Work order: How do the lines below between the ones holding "Query: wicker basket" and "Would you please locate the wooden shelf", inclusive, read? Give them again exactly, with no other lines.

————

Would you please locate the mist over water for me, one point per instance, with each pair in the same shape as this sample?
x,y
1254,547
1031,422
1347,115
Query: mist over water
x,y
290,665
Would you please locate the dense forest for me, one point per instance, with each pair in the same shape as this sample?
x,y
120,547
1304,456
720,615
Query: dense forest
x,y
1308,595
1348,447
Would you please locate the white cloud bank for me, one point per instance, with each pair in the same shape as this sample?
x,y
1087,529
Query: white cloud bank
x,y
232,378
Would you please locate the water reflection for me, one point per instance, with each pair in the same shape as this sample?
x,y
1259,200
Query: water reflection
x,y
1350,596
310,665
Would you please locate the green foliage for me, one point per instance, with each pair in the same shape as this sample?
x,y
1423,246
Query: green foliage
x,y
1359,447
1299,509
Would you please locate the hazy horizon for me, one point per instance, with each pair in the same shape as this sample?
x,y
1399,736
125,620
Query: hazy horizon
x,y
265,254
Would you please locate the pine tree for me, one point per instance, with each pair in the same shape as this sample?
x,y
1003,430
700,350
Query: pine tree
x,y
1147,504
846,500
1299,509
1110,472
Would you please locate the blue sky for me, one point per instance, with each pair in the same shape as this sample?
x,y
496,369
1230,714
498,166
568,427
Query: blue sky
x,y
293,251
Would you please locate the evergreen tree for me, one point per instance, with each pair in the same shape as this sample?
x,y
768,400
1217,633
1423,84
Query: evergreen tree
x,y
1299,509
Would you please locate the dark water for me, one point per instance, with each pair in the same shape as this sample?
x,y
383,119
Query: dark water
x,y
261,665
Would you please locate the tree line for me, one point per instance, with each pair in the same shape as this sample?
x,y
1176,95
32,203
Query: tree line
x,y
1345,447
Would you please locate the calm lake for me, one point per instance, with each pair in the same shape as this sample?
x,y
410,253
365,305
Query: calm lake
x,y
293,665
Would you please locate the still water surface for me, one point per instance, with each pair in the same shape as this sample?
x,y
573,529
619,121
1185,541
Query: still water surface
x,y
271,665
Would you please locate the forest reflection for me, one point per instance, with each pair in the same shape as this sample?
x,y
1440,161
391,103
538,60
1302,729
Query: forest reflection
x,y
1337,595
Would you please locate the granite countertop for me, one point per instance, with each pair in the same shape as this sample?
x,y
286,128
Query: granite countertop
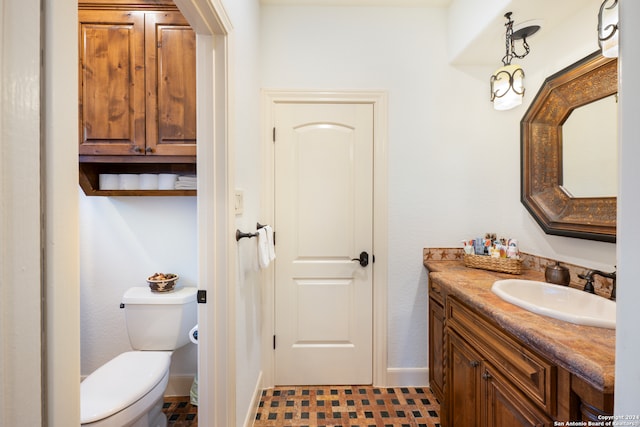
x,y
586,351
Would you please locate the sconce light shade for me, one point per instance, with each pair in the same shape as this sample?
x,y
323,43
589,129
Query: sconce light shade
x,y
507,87
608,28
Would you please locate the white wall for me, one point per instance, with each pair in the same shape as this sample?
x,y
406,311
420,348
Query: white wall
x,y
245,88
627,342
123,240
454,162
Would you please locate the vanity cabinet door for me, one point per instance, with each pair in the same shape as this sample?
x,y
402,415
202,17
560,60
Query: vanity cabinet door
x,y
436,342
463,382
505,406
436,346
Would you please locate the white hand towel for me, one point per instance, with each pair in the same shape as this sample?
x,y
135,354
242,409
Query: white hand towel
x,y
263,248
271,243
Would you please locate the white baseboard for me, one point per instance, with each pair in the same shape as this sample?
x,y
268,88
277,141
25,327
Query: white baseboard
x,y
255,401
179,385
407,377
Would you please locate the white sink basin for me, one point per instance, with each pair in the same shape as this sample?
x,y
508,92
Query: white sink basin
x,y
559,302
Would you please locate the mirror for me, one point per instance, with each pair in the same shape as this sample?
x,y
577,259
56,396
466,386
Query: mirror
x,y
590,150
559,209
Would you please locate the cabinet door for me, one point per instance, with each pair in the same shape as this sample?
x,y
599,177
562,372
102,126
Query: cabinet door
x,y
436,348
171,84
504,406
111,77
462,384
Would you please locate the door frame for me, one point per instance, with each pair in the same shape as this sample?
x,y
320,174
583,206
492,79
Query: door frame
x,y
216,258
270,98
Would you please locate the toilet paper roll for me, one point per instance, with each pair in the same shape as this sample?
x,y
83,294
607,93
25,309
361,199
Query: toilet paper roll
x,y
129,181
193,334
108,181
167,181
148,181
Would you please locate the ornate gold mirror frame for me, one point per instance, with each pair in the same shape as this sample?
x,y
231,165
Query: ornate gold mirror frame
x,y
590,79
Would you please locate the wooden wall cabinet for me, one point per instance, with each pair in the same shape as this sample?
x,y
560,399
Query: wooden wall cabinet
x,y
137,88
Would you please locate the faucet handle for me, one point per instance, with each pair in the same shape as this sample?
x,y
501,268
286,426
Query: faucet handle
x,y
588,286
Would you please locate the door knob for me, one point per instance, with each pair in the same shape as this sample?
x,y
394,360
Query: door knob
x,y
364,259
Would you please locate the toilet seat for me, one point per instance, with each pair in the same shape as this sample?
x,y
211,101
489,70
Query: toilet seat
x,y
121,382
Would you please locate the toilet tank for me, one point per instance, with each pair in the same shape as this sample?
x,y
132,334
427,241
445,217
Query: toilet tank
x,y
159,320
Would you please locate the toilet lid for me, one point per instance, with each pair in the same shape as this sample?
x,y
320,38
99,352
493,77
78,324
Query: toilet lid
x,y
121,382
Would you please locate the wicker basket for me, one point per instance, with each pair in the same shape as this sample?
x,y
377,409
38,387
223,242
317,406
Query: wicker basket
x,y
503,265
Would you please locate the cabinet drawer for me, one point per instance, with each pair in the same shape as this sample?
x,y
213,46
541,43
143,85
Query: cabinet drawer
x,y
435,292
535,376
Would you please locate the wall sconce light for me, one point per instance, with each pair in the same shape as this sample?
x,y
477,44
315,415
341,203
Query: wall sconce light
x,y
608,28
507,83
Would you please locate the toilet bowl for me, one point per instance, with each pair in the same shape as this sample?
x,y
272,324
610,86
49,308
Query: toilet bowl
x,y
128,390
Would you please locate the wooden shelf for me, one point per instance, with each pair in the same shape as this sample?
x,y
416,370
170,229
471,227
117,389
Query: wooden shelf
x,y
92,166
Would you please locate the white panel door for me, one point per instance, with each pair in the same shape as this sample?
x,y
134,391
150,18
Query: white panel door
x,y
323,220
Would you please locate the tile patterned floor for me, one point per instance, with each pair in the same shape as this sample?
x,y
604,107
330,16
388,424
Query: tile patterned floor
x,y
362,406
180,412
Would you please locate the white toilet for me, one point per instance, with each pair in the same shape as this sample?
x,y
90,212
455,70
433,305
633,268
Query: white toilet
x,y
128,390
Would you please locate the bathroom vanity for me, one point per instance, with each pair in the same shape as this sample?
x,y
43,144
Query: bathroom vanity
x,y
492,363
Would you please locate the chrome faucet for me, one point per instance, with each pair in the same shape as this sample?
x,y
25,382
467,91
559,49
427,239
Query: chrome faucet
x,y
588,286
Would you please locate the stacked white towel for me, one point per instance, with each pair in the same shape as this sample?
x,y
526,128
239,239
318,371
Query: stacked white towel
x,y
186,182
266,247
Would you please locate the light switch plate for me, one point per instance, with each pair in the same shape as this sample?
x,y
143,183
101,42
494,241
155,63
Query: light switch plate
x,y
239,202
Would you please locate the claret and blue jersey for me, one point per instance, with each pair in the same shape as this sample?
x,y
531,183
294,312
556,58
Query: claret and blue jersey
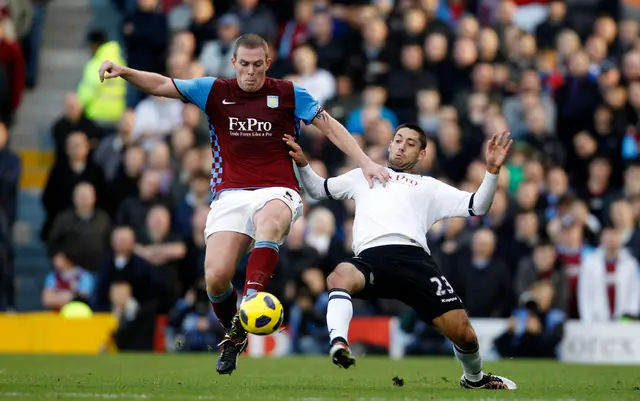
x,y
247,128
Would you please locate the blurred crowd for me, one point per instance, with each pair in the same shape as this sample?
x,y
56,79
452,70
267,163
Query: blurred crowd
x,y
127,198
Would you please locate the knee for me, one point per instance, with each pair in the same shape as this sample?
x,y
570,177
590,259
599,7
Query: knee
x,y
217,277
342,277
270,227
464,336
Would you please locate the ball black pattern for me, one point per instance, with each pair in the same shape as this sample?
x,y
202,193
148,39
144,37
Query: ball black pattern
x,y
262,321
269,302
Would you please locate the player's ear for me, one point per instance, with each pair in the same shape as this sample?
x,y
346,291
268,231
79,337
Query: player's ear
x,y
422,154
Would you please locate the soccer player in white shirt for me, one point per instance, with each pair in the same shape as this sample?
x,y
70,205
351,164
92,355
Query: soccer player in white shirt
x,y
392,259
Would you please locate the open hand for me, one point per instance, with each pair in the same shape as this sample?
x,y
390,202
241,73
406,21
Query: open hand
x,y
296,152
497,151
109,69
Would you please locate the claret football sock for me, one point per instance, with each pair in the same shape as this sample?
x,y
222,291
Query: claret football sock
x,y
225,306
471,363
262,264
339,314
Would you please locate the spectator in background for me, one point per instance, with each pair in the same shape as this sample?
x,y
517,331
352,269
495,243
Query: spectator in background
x,y
623,221
296,31
102,103
608,283
404,83
548,30
256,18
68,282
192,322
216,54
32,42
12,69
122,265
125,182
203,24
82,230
535,328
73,120
10,168
193,263
542,266
146,38
373,107
308,314
133,210
370,62
164,249
199,195
109,154
155,119
331,52
65,175
320,83
483,281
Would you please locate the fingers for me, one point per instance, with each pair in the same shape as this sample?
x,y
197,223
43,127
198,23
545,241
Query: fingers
x,y
508,146
382,179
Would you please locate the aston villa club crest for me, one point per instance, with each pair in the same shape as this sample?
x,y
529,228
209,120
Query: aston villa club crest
x,y
272,101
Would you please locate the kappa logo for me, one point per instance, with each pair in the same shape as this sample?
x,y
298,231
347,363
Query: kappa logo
x,y
288,195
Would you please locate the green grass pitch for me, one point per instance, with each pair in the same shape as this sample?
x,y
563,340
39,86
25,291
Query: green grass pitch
x,y
193,377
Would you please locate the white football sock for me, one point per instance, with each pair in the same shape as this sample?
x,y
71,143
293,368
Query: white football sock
x,y
339,314
471,363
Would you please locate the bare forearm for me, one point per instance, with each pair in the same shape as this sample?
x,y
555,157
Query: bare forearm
x,y
147,82
339,135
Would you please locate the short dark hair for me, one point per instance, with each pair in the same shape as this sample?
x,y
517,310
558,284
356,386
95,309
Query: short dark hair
x,y
422,136
250,41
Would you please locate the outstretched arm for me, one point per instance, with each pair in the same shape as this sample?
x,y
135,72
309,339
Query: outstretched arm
x,y
148,82
341,187
339,135
451,202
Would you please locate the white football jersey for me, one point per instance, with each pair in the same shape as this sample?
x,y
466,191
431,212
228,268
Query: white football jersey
x,y
401,212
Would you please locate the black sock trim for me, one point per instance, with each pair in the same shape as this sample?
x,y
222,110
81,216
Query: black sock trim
x,y
326,189
467,352
339,339
471,213
339,297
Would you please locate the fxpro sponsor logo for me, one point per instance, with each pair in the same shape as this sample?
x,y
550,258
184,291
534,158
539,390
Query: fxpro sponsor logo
x,y
614,343
249,127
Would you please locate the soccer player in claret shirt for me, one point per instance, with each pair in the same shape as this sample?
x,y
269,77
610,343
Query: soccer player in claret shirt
x,y
256,193
392,259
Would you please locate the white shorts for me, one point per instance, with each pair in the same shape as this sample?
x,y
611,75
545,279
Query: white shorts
x,y
233,210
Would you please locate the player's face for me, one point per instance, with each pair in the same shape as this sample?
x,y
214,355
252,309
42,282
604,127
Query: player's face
x,y
405,150
251,67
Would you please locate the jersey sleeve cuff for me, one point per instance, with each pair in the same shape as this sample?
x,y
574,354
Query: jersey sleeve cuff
x,y
183,98
491,175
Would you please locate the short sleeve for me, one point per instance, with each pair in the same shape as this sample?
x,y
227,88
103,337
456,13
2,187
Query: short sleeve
x,y
448,201
343,186
196,91
50,282
306,106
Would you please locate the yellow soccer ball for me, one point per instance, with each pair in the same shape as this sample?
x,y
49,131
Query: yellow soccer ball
x,y
261,313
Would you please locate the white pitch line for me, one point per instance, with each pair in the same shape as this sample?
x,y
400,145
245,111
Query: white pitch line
x,y
124,396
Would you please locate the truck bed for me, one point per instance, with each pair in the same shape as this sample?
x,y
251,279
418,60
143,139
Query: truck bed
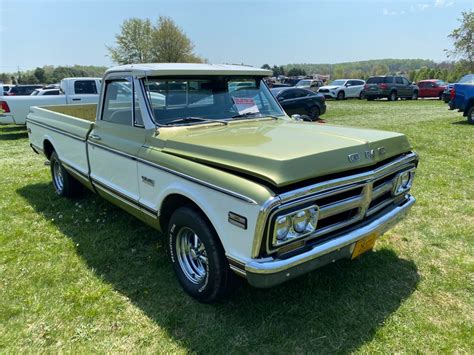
x,y
76,120
66,128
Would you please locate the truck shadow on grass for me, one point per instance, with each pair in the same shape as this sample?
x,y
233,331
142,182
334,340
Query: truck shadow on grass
x,y
12,132
335,309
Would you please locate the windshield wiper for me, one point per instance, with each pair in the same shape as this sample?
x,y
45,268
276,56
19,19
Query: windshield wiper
x,y
248,115
252,115
190,119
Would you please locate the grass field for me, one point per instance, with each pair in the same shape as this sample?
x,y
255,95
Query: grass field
x,y
81,275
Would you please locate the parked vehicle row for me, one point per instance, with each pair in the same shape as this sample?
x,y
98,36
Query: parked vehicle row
x,y
237,186
14,109
344,88
301,102
462,97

————

Solution for this exercise:
Query: wicker basket
x,y
503,265
Would you please locate the cabinet drawer for me, one point per instance, with each pair in the same shape as this sample?
x,y
213,46
541,43
143,85
Query: cabinet drawer
x,y
435,292
535,376
Would you please locate the wall sconce light for me, one point per instance, with each pair in the same shape as this sample?
x,y
477,44
315,415
341,203
Query: wall sconce light
x,y
608,28
507,83
Would you please locate the toilet bowl for me, one point per instance, with each pair in the same shape as this sample?
x,y
272,324
610,86
49,308
Query: toilet bowl
x,y
128,390
Would you please locate the wooden shelf for me, one point per instance, with each pair in the same shape as this sample?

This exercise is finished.